start PAGE
Myanmar’s military agencies have reportedly targeted Rohingya Muslim villagers that spoke to a United Nations Security Council delegation in Rakhine last week, prompting them to go into hiding.

Members of the local community spoke to the UN delegation during their visit to the troubled area earlier this month and shared their accounts of violence at the hands of Myanmar’s military officers.

Since then, they have been forced to disappear after intelligence authorities launched efforts to track them down, the British daily The Guardian reported Saturday.

The paper cited a Rohingyan reporter as saying that prior to the arrival to Rakhine of the UN delegation, officials in Maungdaw township had warned the Muslim residents in the neighboring villages against sharing with the emissaries anything adverse about the Myanmar government or its security forces.

“Anyone disobeying the warning would face hard consequences, the authorities threatened,” said the unnamed reporter, who explained that his identity was being withheld for security reasons.
end PAGE
REQUIRED TASK:
Transcribe the report on the Rohingya villagers word for word, from "Myanmar’s military agencies" up to and including "Myanmar’s military officers.".
start INFORMATION GIVEN
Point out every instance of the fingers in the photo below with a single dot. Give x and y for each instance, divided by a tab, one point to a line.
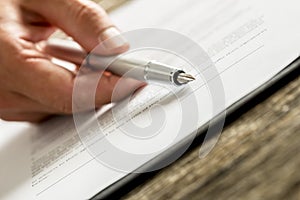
85	21
13	102
29	117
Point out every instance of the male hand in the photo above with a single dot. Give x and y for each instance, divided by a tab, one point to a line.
31	86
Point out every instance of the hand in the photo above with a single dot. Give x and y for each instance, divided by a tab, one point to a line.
31	86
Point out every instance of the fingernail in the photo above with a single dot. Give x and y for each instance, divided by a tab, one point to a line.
40	45
112	39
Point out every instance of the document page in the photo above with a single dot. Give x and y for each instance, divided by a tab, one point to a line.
248	43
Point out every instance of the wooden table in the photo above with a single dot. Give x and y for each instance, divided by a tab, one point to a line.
256	157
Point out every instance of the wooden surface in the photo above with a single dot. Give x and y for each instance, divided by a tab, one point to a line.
256	157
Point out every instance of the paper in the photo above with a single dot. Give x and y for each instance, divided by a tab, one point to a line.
249	42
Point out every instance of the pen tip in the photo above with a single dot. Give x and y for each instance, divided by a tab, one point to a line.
184	78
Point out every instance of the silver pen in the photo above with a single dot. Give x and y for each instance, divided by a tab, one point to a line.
133	68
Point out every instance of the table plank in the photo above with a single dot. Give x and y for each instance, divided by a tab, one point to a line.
256	157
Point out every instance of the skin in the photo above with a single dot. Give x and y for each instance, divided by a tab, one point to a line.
32	88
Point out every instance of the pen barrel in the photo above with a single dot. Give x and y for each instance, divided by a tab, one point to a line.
137	69
120	66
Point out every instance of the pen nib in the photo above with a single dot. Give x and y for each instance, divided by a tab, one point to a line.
184	78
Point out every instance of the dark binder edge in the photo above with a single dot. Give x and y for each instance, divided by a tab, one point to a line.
132	180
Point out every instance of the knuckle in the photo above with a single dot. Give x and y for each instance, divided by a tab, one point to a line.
64	105
6	117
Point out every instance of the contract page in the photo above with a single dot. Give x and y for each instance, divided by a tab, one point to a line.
248	43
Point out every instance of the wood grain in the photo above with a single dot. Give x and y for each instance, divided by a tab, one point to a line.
257	157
end INFORMATION GIVEN
WRITTEN REPLY:
Myanmar’s military agencies have reportedly targeted Rohingya Muslim villagers that spoke to a United Nations Security Council delegation in Rakhine last week, prompting them to go into hiding.

Members of the local community spoke to the UN delegation during their visit to the troubled area earlier this month and shared their accounts of violence at the hands of Myanmar’s military officers.